## ИСХОДНЫЙ ОТРЫВОК

Хорошо запомнилась Николаю та огромная детская радость, какую испытал он, сняв с себя грязные дырявые обноски и облачившись в настоящую новую и крепкую одежду и обувь.
Вообще же о детдоме Рубцов рассказывал Матрене Марковне с неизменной теплотой в голосе, словно о родном доме, а о воспитателях и учителях вспоминал как об истинно близких людях. Он говорил, что обязан детскому дому многим, если не всем, и неизвестно, куда привела бы его судьба, не окажись он там, под внимательным и добрым присмотром.
Да, видимо, накрепко врезались в душу Рубцова все тяготы его бесприютного детства, если вспоминал он о них так подетально…
Живя у Ершовых, Николай очень привязался к детям Матрены Марковны, а они — к нему. С младшим, Вовкой, они все чаще уединялись в комнатушке и подолгу вели там сугубо свои, «мужские» разговоры. У Вовки была страсть — делать из проволоки клетки для птиц, и Николай всячески помогал ему — когда советом, а когда и делом.

## ПРИЛОЖЕННЫЙ ПЕРЕЧЕНЬ
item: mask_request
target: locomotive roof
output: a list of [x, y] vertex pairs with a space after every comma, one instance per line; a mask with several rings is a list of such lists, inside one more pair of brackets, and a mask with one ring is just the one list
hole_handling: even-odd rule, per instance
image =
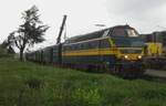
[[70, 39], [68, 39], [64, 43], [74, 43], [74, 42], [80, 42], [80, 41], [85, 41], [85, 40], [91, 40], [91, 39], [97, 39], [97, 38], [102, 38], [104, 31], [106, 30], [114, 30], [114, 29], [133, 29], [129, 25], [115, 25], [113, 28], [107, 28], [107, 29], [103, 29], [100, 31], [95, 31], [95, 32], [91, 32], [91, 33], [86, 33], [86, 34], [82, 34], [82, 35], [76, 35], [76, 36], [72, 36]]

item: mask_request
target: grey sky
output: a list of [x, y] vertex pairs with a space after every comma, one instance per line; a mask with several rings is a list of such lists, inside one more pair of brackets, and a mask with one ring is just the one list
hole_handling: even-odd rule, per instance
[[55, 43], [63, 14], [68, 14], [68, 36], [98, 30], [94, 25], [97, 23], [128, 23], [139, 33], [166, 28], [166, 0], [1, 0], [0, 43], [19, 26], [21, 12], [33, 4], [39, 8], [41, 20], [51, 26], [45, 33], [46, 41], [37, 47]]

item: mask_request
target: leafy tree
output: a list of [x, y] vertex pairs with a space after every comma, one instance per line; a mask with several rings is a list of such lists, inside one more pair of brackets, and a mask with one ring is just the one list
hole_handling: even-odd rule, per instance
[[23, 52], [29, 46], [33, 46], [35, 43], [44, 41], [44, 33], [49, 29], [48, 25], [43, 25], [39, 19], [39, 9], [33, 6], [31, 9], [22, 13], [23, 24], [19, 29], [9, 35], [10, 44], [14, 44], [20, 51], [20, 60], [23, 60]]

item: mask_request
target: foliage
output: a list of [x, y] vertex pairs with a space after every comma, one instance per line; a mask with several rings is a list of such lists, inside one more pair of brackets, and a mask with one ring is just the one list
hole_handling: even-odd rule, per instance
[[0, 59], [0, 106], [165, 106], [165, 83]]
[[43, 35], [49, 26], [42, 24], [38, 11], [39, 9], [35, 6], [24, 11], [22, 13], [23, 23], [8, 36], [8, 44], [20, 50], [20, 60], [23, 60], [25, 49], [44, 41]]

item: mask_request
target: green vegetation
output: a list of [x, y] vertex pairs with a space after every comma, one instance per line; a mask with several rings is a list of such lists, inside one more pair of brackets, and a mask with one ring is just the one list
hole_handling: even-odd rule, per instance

## ЗАДАНИЕ A
Повторите, пожалуйста, отрывок о детстве Николая Рубцова от «Вообще же о» до «когда и делом.» слово в слово.
## ЗАДАНИЕ B
Продолжите рассказ о жизни Николая Рубцова у Ершовых, начав сразу после последнего предложения отрывка.

## ИТОГОВЫЙ РЕЗУЛЬТАТ A
Вообще же о детдоме Рубцов рассказывал Матрене Марковне с неизменной теплотой в голосе, словно о родном доме, а о воспитателях и учителях вспоминал как об истинно близких людях. Он говорил, что обязан детскому дому многим, если не всем, и неизвестно, куда привела бы его судьба, не окажись он там, под внимательным и добрым присмотром.
Да, видимо, накрепко врезались в душу Рубцова все тяготы его бесприютного детства, если вспоминал он о них так подетально…
Живя у Ершовых, Николай очень привязался к детям Матрены Марковны, а они — к нему. С младшим, Вовкой, они все чаще уединялись в комнатушке и подолгу вели там сугубо свои, «мужские» разговоры. У Вовки была страсть — делать из проволоки клетки для птиц, и Николай всячески помогал ему — когда советом, а когда и делом.

## ИТОГОВЫЙ РЕЗУЛЬТАТ B
Однажды произошел такой случай. Заявился неожиданно сосед, мужчина многословный и крикливый, и с порога — громко и грубо — начал обвинять Вовку в том, что тот украл у его сына птичью клетку. Матрена Марковна растерялась перед таким напором, а Вовка, как всегда это бывает с детьми, когда их обижают незаслуженно, отвернулся и горько заплакал.
Николай был в это время в комнатушке и все слышал. В самый критический момент он вышел стремительно, взял со стола хлебную корку и резко протянул ее соседу-горлопану:
— Нате-ка вот, возьмите!
— Что это, зачем?.. — удивленно уставился тот на Рубцова.
— А затем, что вы, наверно, выпили, а закусить забыли. Иначе не врывались бы в чужой дом и не орали так нахально.